>>

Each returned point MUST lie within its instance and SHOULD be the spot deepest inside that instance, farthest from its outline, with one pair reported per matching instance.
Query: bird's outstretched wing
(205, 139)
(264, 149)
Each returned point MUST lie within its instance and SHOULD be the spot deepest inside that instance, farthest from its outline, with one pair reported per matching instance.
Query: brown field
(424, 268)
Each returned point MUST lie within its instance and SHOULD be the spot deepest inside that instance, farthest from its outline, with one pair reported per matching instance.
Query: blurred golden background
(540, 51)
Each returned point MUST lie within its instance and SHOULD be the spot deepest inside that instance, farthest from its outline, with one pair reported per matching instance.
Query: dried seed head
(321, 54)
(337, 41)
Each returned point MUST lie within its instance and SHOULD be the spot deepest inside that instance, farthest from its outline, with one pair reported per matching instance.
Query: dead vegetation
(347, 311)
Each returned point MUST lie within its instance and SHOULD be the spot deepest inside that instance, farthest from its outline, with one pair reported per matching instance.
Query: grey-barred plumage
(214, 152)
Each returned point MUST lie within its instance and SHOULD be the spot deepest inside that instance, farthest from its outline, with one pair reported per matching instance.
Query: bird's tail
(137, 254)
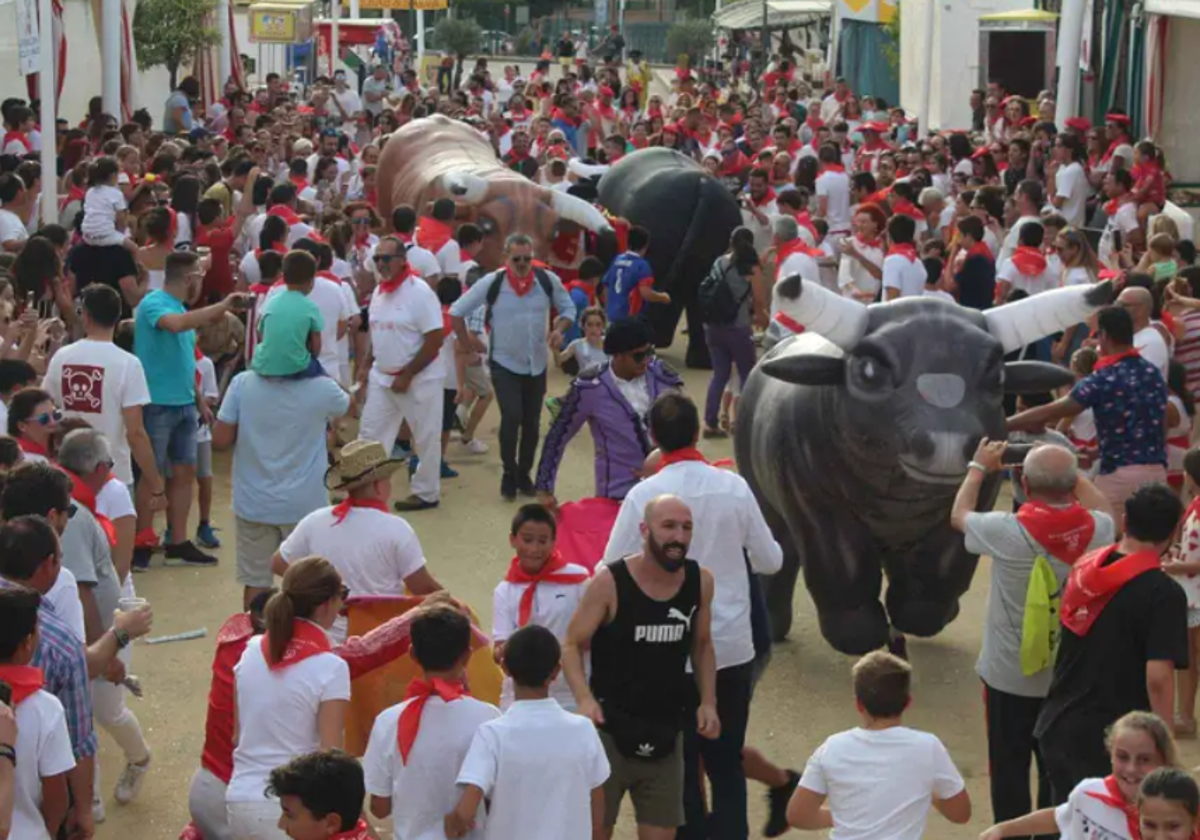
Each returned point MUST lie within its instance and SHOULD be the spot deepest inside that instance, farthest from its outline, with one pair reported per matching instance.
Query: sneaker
(207, 538)
(777, 807)
(186, 555)
(132, 777)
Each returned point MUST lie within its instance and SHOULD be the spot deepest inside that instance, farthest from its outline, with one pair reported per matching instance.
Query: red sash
(1063, 532)
(419, 691)
(1091, 585)
(24, 681)
(307, 640)
(342, 509)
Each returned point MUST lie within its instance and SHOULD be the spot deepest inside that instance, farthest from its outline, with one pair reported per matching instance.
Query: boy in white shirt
(881, 778)
(417, 747)
(539, 588)
(42, 754)
(540, 766)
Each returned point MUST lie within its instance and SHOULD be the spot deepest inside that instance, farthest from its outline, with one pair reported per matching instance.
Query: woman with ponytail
(291, 693)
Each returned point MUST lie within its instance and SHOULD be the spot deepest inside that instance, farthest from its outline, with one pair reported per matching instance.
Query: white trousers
(205, 801)
(255, 820)
(421, 406)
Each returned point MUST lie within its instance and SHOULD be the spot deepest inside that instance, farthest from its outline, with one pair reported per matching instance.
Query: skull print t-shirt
(97, 381)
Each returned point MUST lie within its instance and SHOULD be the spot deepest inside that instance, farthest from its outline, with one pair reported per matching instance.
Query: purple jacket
(621, 437)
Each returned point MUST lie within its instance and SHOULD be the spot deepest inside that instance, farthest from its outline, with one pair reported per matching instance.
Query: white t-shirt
(1071, 183)
(100, 208)
(96, 381)
(834, 186)
(538, 765)
(373, 551)
(553, 604)
(904, 274)
(399, 324)
(423, 791)
(880, 784)
(43, 750)
(277, 714)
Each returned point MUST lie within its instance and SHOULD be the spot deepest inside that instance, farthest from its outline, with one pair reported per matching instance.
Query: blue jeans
(172, 430)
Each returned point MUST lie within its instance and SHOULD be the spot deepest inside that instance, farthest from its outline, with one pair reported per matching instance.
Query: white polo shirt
(399, 324)
(372, 550)
(423, 790)
(726, 523)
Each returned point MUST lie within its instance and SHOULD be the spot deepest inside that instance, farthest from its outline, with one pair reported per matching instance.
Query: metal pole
(46, 90)
(927, 75)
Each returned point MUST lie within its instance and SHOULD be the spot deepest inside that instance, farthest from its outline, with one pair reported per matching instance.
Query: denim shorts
(172, 430)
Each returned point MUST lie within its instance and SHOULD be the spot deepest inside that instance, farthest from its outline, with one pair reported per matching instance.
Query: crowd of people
(223, 281)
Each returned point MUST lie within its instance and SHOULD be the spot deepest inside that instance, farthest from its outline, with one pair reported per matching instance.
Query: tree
(690, 37)
(171, 33)
(461, 37)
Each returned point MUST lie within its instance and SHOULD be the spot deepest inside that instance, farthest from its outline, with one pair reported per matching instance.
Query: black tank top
(640, 659)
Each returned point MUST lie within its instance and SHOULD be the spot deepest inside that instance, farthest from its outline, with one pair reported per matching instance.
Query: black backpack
(715, 298)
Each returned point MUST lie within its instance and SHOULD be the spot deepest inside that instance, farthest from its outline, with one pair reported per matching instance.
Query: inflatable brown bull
(438, 157)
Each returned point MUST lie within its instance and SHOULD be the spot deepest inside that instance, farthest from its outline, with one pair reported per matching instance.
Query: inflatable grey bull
(856, 436)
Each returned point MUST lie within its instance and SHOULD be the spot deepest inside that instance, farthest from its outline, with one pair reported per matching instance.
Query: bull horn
(1030, 319)
(465, 186)
(575, 209)
(839, 319)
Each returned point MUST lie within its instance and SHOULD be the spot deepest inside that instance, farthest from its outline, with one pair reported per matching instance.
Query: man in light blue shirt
(276, 429)
(519, 351)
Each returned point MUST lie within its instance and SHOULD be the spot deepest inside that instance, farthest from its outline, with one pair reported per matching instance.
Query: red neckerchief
(34, 448)
(550, 573)
(1114, 798)
(1092, 585)
(390, 286)
(87, 497)
(432, 233)
(285, 213)
(419, 691)
(1109, 360)
(1063, 532)
(979, 250)
(586, 288)
(19, 136)
(307, 640)
(24, 681)
(1030, 262)
(342, 509)
(520, 285)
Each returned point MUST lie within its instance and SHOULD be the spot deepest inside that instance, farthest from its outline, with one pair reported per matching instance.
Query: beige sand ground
(803, 697)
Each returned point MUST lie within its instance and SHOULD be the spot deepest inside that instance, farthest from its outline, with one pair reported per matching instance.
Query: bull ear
(1035, 377)
(807, 370)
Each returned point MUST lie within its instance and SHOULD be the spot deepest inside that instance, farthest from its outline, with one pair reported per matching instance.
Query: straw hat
(360, 462)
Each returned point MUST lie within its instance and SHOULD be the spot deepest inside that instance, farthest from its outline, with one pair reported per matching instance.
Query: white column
(927, 73)
(1071, 36)
(109, 58)
(225, 54)
(46, 88)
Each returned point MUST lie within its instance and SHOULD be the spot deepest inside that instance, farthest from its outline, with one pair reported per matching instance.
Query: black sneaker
(777, 807)
(187, 555)
(525, 485)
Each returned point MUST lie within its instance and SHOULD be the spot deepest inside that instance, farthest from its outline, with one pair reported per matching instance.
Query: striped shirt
(64, 663)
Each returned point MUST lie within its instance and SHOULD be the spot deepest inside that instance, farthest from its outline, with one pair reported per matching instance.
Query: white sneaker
(130, 783)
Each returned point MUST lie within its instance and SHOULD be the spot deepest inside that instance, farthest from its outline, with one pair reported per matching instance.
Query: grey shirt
(85, 552)
(1012, 550)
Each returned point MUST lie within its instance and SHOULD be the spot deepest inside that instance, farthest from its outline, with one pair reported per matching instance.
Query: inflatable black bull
(690, 216)
(856, 436)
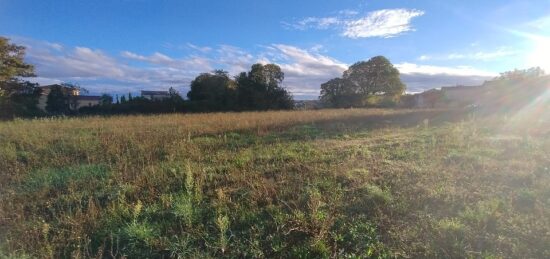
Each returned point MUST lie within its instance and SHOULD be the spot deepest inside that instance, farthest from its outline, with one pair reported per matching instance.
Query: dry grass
(329, 183)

<<

== OBJECTIVE ==
Please return every line above that contains the word "sneaker", copying each one in full. Case counts.

== EXERCISE SOLUTION ==
Query: sneaker
Query: black sneaker
Query: white sneaker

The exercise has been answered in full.